### Directions:
Return all of the material that follows, keeping each line exactly as it is.
======
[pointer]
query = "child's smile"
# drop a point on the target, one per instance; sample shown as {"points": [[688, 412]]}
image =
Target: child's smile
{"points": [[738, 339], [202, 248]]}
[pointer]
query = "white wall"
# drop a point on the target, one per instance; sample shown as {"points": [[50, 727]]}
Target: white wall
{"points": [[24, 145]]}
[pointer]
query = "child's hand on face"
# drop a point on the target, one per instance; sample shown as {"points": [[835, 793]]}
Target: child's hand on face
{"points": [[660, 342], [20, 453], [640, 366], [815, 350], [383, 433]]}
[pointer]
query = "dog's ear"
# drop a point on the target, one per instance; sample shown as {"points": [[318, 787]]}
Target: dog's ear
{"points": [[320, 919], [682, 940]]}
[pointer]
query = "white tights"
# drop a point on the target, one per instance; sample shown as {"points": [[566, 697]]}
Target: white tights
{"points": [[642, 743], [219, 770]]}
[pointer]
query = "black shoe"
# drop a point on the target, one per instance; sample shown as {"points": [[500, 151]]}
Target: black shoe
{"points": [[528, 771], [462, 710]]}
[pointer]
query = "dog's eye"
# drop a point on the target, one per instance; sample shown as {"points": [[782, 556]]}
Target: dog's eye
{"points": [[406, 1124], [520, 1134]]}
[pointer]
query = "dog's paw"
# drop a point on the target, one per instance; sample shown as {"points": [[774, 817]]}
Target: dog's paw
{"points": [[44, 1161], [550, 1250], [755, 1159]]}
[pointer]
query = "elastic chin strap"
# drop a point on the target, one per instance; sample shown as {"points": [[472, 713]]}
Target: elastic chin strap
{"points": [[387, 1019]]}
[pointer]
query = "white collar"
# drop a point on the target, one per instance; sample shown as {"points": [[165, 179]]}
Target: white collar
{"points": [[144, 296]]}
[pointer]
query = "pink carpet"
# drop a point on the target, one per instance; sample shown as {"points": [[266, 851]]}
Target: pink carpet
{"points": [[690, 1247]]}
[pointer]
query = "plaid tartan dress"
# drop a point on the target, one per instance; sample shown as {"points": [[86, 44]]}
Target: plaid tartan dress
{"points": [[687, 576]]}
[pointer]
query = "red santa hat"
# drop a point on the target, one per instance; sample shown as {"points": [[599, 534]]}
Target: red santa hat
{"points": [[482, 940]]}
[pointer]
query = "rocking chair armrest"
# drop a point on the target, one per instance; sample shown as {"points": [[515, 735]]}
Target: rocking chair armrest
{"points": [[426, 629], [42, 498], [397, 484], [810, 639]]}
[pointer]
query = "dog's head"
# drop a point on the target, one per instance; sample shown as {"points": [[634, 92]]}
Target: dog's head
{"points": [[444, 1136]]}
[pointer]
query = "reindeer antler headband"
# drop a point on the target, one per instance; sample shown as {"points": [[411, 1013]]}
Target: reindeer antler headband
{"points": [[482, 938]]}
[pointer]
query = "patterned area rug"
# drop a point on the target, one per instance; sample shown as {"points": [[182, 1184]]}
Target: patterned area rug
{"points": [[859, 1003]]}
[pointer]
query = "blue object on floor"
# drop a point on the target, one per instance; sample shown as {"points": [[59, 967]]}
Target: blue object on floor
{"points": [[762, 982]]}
======
### Your response:
[pointer]
query = "child's smile"
# drop a point on the target, one per instance; sample shown as {"points": [[688, 412]]}
image =
Target: child's smile
{"points": [[738, 339], [202, 248]]}
[pointer]
query = "white wall"
# drop a point on the target, one per instance; sample shown as {"points": [[50, 727]]}
Target: white wall
{"points": [[24, 145]]}
[pointer]
query = "child's hand on face"
# drop a point on the target, one per instance; sample shown as {"points": [[835, 793]]}
Target: child's hand on face
{"points": [[660, 342], [20, 453], [640, 366], [815, 350], [383, 433]]}
[pointer]
query = "dog's ear"
# drop a point on the target, one per instance; sample shown as {"points": [[318, 787]]}
Target: dog's ear
{"points": [[320, 919], [682, 940]]}
[pointer]
query = "white tights"
# drop a point on the target, one per instance; sample shown as {"points": [[566, 697]]}
Target: white tights
{"points": [[642, 743], [219, 770]]}
[pointer]
query = "black shoe"
# drop a point on the target, one per instance; sample shown as {"points": [[500, 151]]}
Target: black shoe
{"points": [[528, 771], [462, 710]]}
[pointer]
query = "dog's eye"
# drop a point on the target, one per instance; sample shown as {"points": [[782, 556]]}
Target: dog's eye
{"points": [[406, 1124], [520, 1134]]}
[pointer]
query = "dog's paw"
# drop a point on the target, one per instance; sample shown as {"points": [[774, 817]]}
Target: dog's paw
{"points": [[44, 1161], [550, 1250], [755, 1159]]}
[pointer]
query = "elastic chin strap"
# drop a point on the target, one per instance; sample shown as {"points": [[472, 713]]}
Target: elastic chin strap
{"points": [[387, 1019]]}
[pointer]
query = "white collar"
# drop a point on the target, one per instance; sample shown as {"points": [[165, 179]]}
Target: white collar
{"points": [[144, 296]]}
[pointer]
query = "pink carpet"
# drop a point on the target, one per instance; sample shown as {"points": [[266, 851]]}
Target: pink carpet
{"points": [[690, 1247]]}
[pointer]
query = "plaid tartan dress"
# drop a point on the target, one per instance; sample shown as {"points": [[86, 44]]}
Target: plaid tartan dress
{"points": [[687, 576]]}
[pointer]
query = "red santa hat"
# drop a point on the target, one per instance; sample shown as {"points": [[599, 534]]}
Target: red santa hat
{"points": [[482, 940]]}
[pointer]
query = "rocking chair armrest"
# drop a point on the target, one per instance; sample shown as {"points": [[515, 735]]}
Target: rocking chair armrest
{"points": [[426, 629], [42, 498], [397, 484], [810, 639]]}
[pointer]
query = "dog's head"
# drop a point on the target, one per instance; sample shown as {"points": [[634, 92]]}
Target: dog's head
{"points": [[444, 1136]]}
[pointer]
query = "reindeer antler headband"
# drop a point on the target, one per instance; sample shown as {"points": [[411, 1013]]}
Target: reindeer antler headband
{"points": [[482, 938]]}
[pointer]
query = "patterned area rug"
# drop a point on the target, one per instance; sample shown as {"points": [[182, 1184]]}
Target: patterned area rug
{"points": [[859, 1003]]}
[pointer]
query = "blue object on floor"
# drop a point on the target, one per instance; sample shown as {"points": [[59, 967]]}
Target: blue object on floor
{"points": [[762, 982]]}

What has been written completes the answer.